◆ 作業一覧:
1 - 夏休みについての文章によると、7月20日に次女は小学校時代の友だちに誘われてどこへ行きましたか。
2 - 夏休みについての文章のうち、「真面目だった次女が勉強せずに」から「て削る、と繰り返すようです。」までを、両端の語句も含めて一字一句違えずに書き写してください。

◆ 掲載文:
- - - -
5人と過ごす夏休み

夏休み突入

 中学校の夏休み直前の7月20日金曜日、県総体で中学校が休みの日、次女は珍しく小学校時代の友だちに誘われ、図書館へ勉強しに行きました。結局は勉強は殆どせずに終わったようですが、男女混じってワイワイ楽しんだようでした。

 真面目だった次女が勉強せずにお絵かきをしていたことに驚いた友達も居たそうですので、本当に、この1年でガラッと変わってしまったんだなと思いました。

 誘われたのは、学校へ午後から行くようになり、友だちとの接触が増えた証拠でもあったのだと思います。元々は人当たりも良く、友だちも多くいた子だったので、その繋がりが未だ続いていることにホッとしました。


 次女の足の裏がおかしいと気付いたのはその前日。風呂上がりに、長女と一緒に何やら足を見ているなと思ったら、かかと付近にボツボツと何か丸いものがありました。

「これ、ヤバいヤツだと思うよ。タコかな? ウオノメかな?」

 皮膚科へ連れて行くと、

「石イボだね~。これ、移るんだよ。増えたの。だいぶ前からあるでしょ。大変だよ~」

 先生に同情されるくらい酷い状況だったようです。両足の裏に大量のイボ。右足のかかと中心に、15個以上あり、それを薬でふやかして削る、ふやかして削る、と繰り返すようです。

 三女の乾燥肌の薬と合わせて、次女の石イボの処置が風呂上がりの作業に加わりました。


 夏休みといえど、子どもはやれ部活だ、やれプールだと、やたらと送り迎えが多く、全くゆっくりできません。理想では午前中早めに次女を起こし、ご飯を食べさせ、宿題をさせている隣で裁縫でも、という算段でしたが、そんな余裕は全くありませんでした。

 子どもは思うように動きませんし、ご飯を三度三度真面目に作ることの面倒くさいことこの上なく、落ち着く暇も無い有様です。

 小1の三女には夏休み帳を必死にやらせましたが、小6の長男は途中で直ぐに飽きてゲームや漫画に飛びついてしまい、注意を全く聞きませんし、暇な年中の次男はいろんなものを広げて出しっぱなし。
- - - -
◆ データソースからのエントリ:
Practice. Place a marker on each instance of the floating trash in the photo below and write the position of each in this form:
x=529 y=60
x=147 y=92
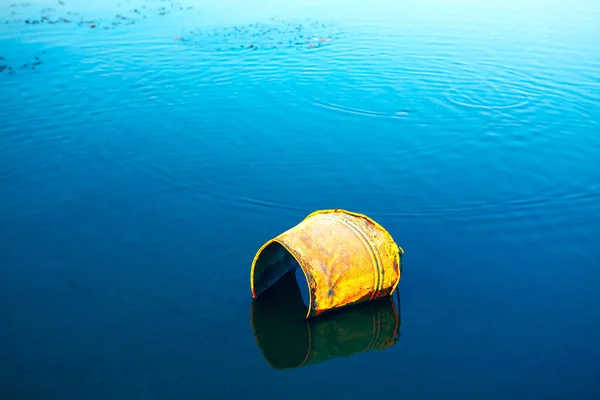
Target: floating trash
x=287 y=340
x=346 y=258
x=272 y=34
- - - -
◆ 各作業の解答:
1 - 図書館へ勉強しに行きました。

2 -
真面目だった次女が勉強せずにお絵かきをしていたことに驚いた友達も居たそうですので、本当に、この1年でガラッと変わってしまったんだなと思いました。

 誘われたのは、学校へ午後から行くようになり、友だちとの接触が増えた証拠でもあったのだと思います。元々は人当たりも良く、友だちも多くいた子だったので、その繋がりが未だ続いていることにホッとしました。


 次女の足の裏がおかしいと気付いたのはその前日。風呂上がりに、長女と一緒に何やら足を見ているなと思ったら、かかと付近にボツボツと何か丸いものがありました。

「これ、ヤバいヤツだと思うよ。タコかな? ウオノメかな?」

 皮膚科へ連れて行くと、

「石イボだね~。これ、移るんだよ。増えたの。だいぶ前からあるでしょ。大変だよ~」

 先生に同情されるくらい酷い状況だったようです。両足の裏に大量のイボ。右足のかかと中心に、15個以上あり、それを薬でふやかして削る、ふやかして削る、と繰り返すようです。